Skip to content

PGSQL SVC

Vonng edited this page Feb 11, 2023 · 1 revision

PGSQL Service

Split read & write, route traffic to the right place, and achieve stable & reliable access to the PostgreSQL cluster.

Service is an abstraction to seal the details of the underlying cluster, especially during cluster failover/switchover.


Personal User

Service is meaningless to personal users. You can access the database with raw IP address directly or whatever method you like.

psql postgres://dbuser_dba:DBUser.DBA@10.10.10.10/meta         # dbsu direct connect
psql postgres://dbuser_meta:DBUser.Meta@10.10.10.10/meta       # bizuser direct connect

Service

Service is a logical abstraction for PostgreSQL cluster abilities. Which consist of:

  1. Access Point via NodePort
  2. Target Instances via Selectors

It's quite like a Kubernetes service (NodePort mode), but it is implemented differently (haproxy on the nodes).

Here are the default PostgreSQL services and their definition:

service port description
primary 5433 PROD read/write, connect to primary 5432 or 6432
replica 5434 PROD read-only, connect to replicas 5432/6432
default 5436 admin or direct access to primary
offline 5438 OLAP, ETL, personal user, interactive queries
- { name: primary ,port: 5433 ,dest: default  ,check: /primary   ,selector: "[]" }
- { name: replica ,port: 5434 ,dest: default  ,check: /read-only ,selector: "[]" , backup: "[? pg_role == `primary` || pg_role == `offline` ]" }
- { name: default ,port: 5436 ,dest: postgres ,check: /primary   ,selector: "[]" }
- { name: offline ,port: 5438 ,dest: postgres ,check: /replica   ,selector: "[? pg_role == `offline` || pg_offline_query ]" , backup: "[? pg_role == `replica` && !pg_offline_query]"}

pgsql-ha

Take the default pg-meta cluster & meta database as an example, it will have four default services:

psql postgres://dbuser_meta:DBUser.Meta@pg-meta:5433/meta   # pg-meta-primary : production read/write via primary pgbouncer(6432)

-------

THINGS TO DO
a - Could you reproduce the PGSQL Service page verbatim, everything from "Vonng edited this" down to "method you like."?
b - Do these statements agree with the PGSQL Service page? For each, answer yes or no and quote the words that decide it. (i) The replica service uses port 5434. (ii) Service is implemented the same way as a Kubernetes service. (iii) Service is useful to personal users.
c - According to the PGSQL Service page, which port does the offline service use?

LISTED ENTRIES

-------

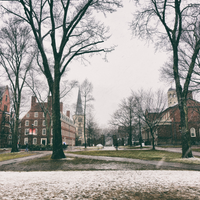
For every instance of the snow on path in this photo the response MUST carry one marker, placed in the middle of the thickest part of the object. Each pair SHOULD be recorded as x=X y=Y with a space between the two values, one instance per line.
x=76 y=184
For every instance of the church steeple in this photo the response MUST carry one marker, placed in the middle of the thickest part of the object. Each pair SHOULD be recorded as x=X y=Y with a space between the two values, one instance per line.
x=79 y=109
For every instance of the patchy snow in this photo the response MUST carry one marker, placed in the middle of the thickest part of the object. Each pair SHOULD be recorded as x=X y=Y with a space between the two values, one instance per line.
x=86 y=184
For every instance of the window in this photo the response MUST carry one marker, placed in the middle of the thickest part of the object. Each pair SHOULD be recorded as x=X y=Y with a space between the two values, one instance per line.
x=192 y=132
x=35 y=123
x=34 y=140
x=26 y=123
x=44 y=141
x=43 y=131
x=79 y=119
x=5 y=108
x=35 y=114
x=25 y=140
x=79 y=131
x=26 y=132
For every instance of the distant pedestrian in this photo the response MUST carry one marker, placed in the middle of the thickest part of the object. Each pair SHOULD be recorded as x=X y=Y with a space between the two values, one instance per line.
x=26 y=150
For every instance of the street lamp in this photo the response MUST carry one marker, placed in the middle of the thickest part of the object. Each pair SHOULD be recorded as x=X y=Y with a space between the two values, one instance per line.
x=32 y=132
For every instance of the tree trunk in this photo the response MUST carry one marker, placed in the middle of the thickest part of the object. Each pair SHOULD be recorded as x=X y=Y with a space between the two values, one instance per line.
x=84 y=123
x=182 y=101
x=185 y=134
x=16 y=125
x=57 y=137
x=153 y=140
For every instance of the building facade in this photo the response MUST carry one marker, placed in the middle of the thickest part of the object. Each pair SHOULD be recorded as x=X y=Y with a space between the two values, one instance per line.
x=5 y=135
x=79 y=121
x=37 y=126
x=168 y=130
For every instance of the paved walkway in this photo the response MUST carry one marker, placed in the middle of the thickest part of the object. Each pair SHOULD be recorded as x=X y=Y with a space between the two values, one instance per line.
x=177 y=150
x=40 y=154
x=138 y=161
x=180 y=166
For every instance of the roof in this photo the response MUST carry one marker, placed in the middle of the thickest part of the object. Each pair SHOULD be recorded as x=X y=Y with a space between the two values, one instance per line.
x=171 y=89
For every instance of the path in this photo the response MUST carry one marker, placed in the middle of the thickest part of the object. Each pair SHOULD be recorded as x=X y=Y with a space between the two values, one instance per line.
x=118 y=159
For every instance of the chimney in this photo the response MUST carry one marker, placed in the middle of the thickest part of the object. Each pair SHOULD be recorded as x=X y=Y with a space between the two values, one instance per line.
x=61 y=107
x=33 y=101
x=189 y=95
x=68 y=113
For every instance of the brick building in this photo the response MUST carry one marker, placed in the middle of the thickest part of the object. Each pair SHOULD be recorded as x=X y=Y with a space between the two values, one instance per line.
x=36 y=125
x=168 y=130
x=5 y=136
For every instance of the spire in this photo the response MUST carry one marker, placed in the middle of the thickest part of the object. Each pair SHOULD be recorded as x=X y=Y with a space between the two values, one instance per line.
x=79 y=110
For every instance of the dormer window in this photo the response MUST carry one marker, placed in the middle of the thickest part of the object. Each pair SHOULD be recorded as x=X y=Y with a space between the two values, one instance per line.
x=35 y=114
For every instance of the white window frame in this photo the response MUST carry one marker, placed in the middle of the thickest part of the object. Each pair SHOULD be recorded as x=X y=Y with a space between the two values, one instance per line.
x=27 y=123
x=26 y=140
x=26 y=131
x=35 y=139
x=35 y=114
x=192 y=132
x=35 y=122
x=44 y=130
x=45 y=140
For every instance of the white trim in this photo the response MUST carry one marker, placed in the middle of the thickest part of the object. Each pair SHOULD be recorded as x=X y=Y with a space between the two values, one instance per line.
x=192 y=132
x=34 y=139
x=44 y=139
x=44 y=129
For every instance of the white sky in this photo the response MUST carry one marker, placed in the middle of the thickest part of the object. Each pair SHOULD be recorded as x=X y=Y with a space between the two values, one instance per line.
x=131 y=66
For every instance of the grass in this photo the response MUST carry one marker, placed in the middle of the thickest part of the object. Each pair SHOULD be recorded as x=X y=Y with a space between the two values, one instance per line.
x=134 y=147
x=9 y=156
x=195 y=149
x=140 y=154
x=155 y=155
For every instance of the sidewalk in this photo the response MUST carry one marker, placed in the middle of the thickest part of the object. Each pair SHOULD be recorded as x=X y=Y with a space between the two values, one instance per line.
x=180 y=166
x=158 y=164
x=16 y=160
x=176 y=150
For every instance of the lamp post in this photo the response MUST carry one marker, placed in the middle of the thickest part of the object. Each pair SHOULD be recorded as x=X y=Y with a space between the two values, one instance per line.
x=32 y=133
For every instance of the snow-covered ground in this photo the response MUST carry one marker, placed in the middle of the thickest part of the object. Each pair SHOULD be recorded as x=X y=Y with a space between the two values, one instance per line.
x=59 y=185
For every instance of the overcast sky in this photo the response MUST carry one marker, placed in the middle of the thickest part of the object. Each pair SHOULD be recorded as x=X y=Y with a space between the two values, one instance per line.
x=133 y=65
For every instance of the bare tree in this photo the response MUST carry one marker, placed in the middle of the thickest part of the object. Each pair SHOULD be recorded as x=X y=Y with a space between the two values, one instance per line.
x=86 y=92
x=63 y=30
x=166 y=22
x=92 y=129
x=149 y=109
x=123 y=118
x=16 y=57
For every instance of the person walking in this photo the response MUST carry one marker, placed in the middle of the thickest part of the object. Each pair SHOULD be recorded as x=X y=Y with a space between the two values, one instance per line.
x=26 y=150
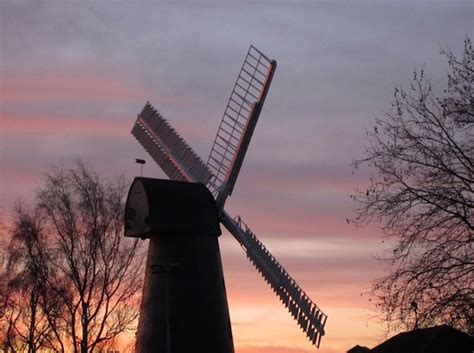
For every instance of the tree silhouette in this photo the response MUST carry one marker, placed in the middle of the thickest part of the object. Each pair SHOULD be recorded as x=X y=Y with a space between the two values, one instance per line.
x=421 y=193
x=72 y=281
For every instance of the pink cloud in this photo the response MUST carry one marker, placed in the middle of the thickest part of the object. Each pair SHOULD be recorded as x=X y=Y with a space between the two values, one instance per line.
x=64 y=86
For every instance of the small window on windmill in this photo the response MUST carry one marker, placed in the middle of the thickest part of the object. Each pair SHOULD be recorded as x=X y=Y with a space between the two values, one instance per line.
x=137 y=212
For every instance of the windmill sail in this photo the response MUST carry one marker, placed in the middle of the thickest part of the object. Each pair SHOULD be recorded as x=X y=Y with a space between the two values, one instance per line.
x=180 y=162
x=306 y=313
x=177 y=159
x=238 y=122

-------

OUTPUTS IN ORDER
a -
Vonng edited this page Feb 11, 2023 · 1 revision

PGSQL Service

Split read & write, route traffic to the right place, and achieve stable & reliable access to the PostgreSQL cluster.

Service is an abstraction to seal the details of the underlying cluster, especially during cluster failover/switchover.


Personal User

Service is meaningless to personal users. You can access the database with raw IP address directly or whatever method you like.

b -
(i) Yes: "replica 5434 PROD read-only, connect to replicas 5432/6432"
(ii) No: "but it is implemented differently (haproxy on the nodes)"
(iii) No: "Service is meaningless to personal users."

c - 5438